ACTIVITY:
An exact copy of the data is needed, but without any of its images.

[DATA SUPPLIED Boundary: Start]

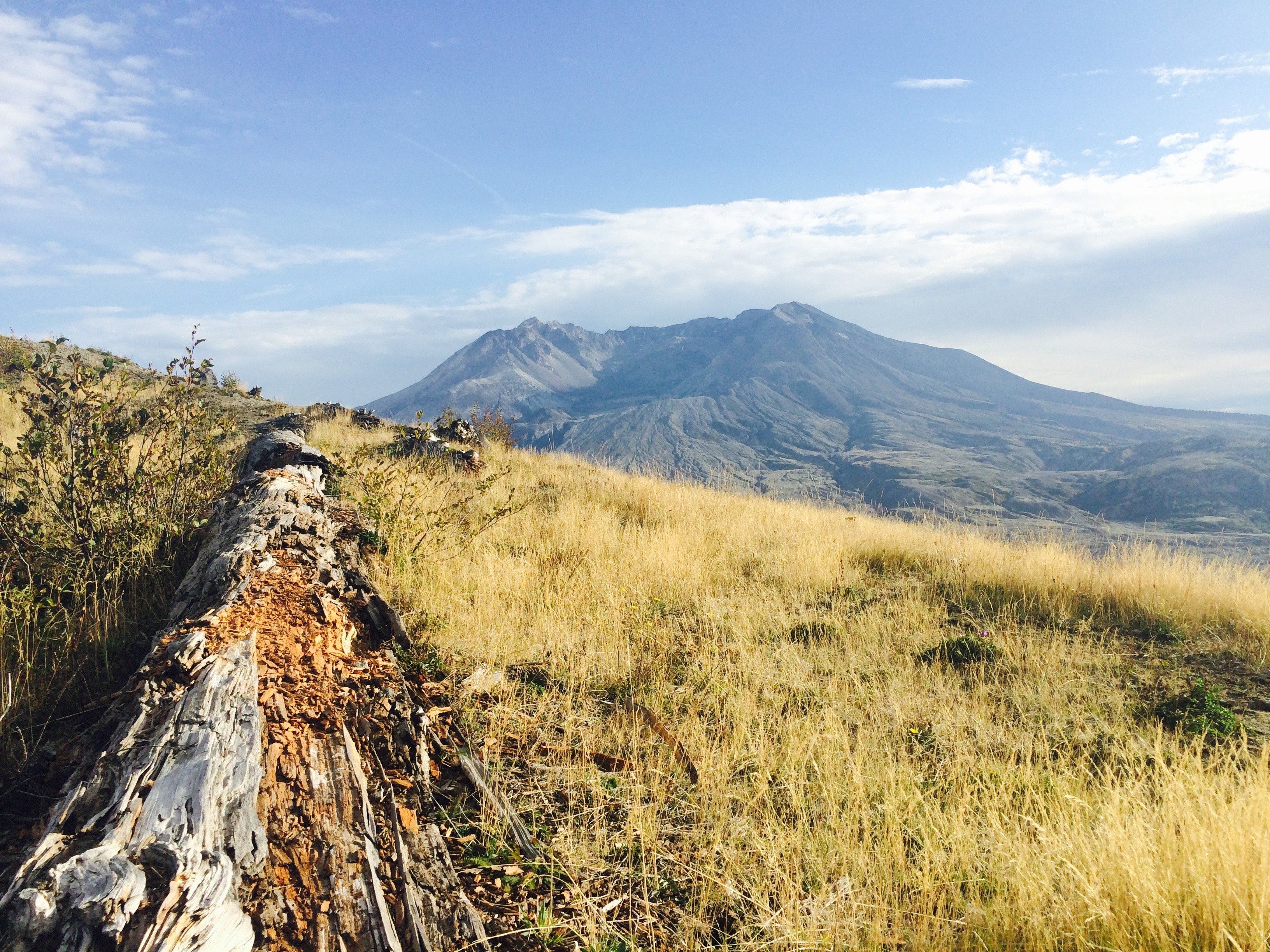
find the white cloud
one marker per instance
(1227, 68)
(226, 256)
(859, 245)
(933, 84)
(203, 14)
(308, 13)
(83, 31)
(58, 97)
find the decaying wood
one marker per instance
(654, 724)
(257, 785)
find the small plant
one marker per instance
(418, 504)
(1198, 711)
(963, 650)
(1164, 630)
(549, 929)
(808, 633)
(493, 426)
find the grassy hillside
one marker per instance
(906, 735)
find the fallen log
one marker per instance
(239, 793)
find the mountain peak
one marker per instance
(794, 402)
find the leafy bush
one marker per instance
(1199, 711)
(418, 504)
(963, 650)
(100, 502)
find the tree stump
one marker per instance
(257, 782)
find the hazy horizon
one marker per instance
(343, 196)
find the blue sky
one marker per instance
(343, 193)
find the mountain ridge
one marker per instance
(793, 402)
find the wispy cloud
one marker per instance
(860, 245)
(1226, 68)
(225, 257)
(933, 83)
(308, 13)
(202, 14)
(64, 103)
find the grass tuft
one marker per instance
(962, 650)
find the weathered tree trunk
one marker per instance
(257, 784)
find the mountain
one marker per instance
(794, 402)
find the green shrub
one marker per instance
(963, 650)
(807, 633)
(1198, 711)
(100, 504)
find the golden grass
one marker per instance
(851, 795)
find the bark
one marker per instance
(257, 785)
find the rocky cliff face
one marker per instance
(794, 402)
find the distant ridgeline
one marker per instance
(793, 402)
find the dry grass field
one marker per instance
(859, 788)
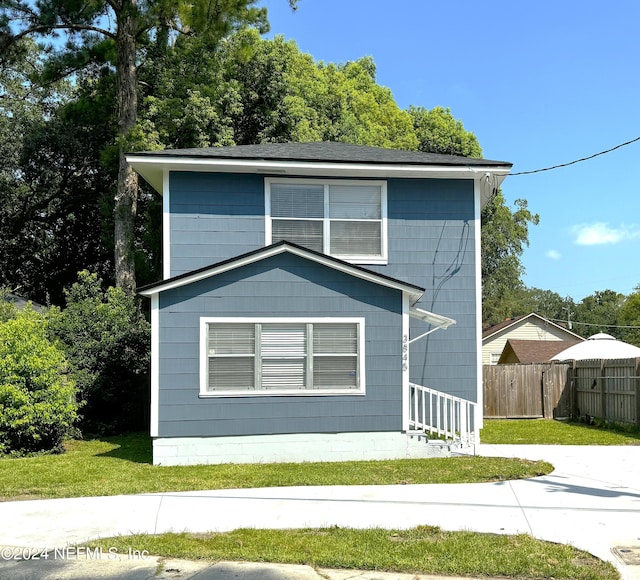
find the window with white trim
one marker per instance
(277, 356)
(345, 219)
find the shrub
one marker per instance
(38, 406)
(107, 342)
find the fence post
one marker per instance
(603, 391)
(574, 411)
(637, 392)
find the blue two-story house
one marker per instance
(319, 301)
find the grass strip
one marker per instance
(551, 432)
(122, 465)
(421, 550)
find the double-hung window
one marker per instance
(282, 356)
(345, 219)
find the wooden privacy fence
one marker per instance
(521, 391)
(607, 389)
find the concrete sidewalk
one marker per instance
(591, 500)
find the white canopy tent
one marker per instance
(599, 346)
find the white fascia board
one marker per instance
(437, 320)
(151, 168)
(413, 293)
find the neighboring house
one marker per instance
(531, 327)
(532, 351)
(305, 288)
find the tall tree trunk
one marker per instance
(126, 200)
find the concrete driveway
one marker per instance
(591, 500)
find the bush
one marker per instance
(107, 342)
(38, 406)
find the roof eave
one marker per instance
(414, 292)
(152, 168)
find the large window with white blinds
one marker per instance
(346, 219)
(282, 356)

[DATA SUPPLIED Boundary: End]

REPLY:
find the white cloud
one marker per instance
(1227, 68)
(226, 256)
(859, 245)
(933, 84)
(203, 14)
(308, 13)
(83, 31)
(58, 97)
find the decaying wood
one marker per instance
(654, 724)
(257, 785)
find the small plant
one marker per instance
(418, 504)
(1198, 711)
(963, 650)
(1164, 630)
(549, 929)
(808, 633)
(493, 426)
find the grassy hillside
one marker per instance
(906, 735)
find the fallen log
one marker per instance
(239, 793)
find the mountain peak
one marker per instance
(794, 402)
find the leafy bush
one marker per instance
(1199, 711)
(418, 504)
(963, 650)
(100, 502)
find the tree stump
one marker per instance
(257, 782)
find the hazy horizon
one marker per instance
(343, 196)
find the blue sky
one marker per instance
(343, 193)
find the mountain ridge
one marker per instance
(793, 402)
find the wispy cloud
one marker per instance
(860, 245)
(1226, 68)
(225, 257)
(933, 83)
(308, 13)
(202, 14)
(64, 103)
find the grass tuft
one marker per instance
(962, 650)
find the weathered tree trunk
one marker per instance
(257, 784)
find the mountain
one marker per instance
(794, 402)
find the green shrub
one marker per instance
(963, 650)
(807, 633)
(1198, 711)
(100, 504)
find the golden grass
one marker per instance
(851, 795)
find the bark
one marker per instance
(257, 785)
find the rocky cliff face
one marker per instance
(794, 402)
find the distant ridgeline
one marker per instance
(793, 402)
find the dry grass field
one marker per instance
(859, 788)
find the window with white trim
one marker per instance
(277, 356)
(345, 219)
find the shrub
one marker per instance
(38, 406)
(107, 342)
find the fence post
one marker per instance
(603, 391)
(574, 411)
(637, 392)
find the blue two-story house
one marker per instance
(319, 301)
find the grass strip
one marker per instance
(551, 432)
(122, 465)
(421, 550)
find the double-hung window
one marker per instance
(282, 356)
(345, 219)
find the wooden privacy fence
one marker per instance
(521, 391)
(607, 389)
find the concrete sidewalk
one marker per instance
(591, 500)
find the white canopy tent
one marker per instance
(599, 346)
find the white fascia board
one marker per instance
(437, 320)
(151, 168)
(413, 293)
find the neighboring house
one marker per instance
(531, 327)
(532, 351)
(305, 288)
find the tall tree trunk
one marker per instance
(126, 200)
find the concrete driveway
one marker per instance
(591, 500)
find the bush
one marker per instance
(107, 342)
(38, 406)
find the roof eave
one marker per instance
(414, 292)
(152, 168)
find the large window with white blinds
one marker per instance
(346, 219)
(282, 356)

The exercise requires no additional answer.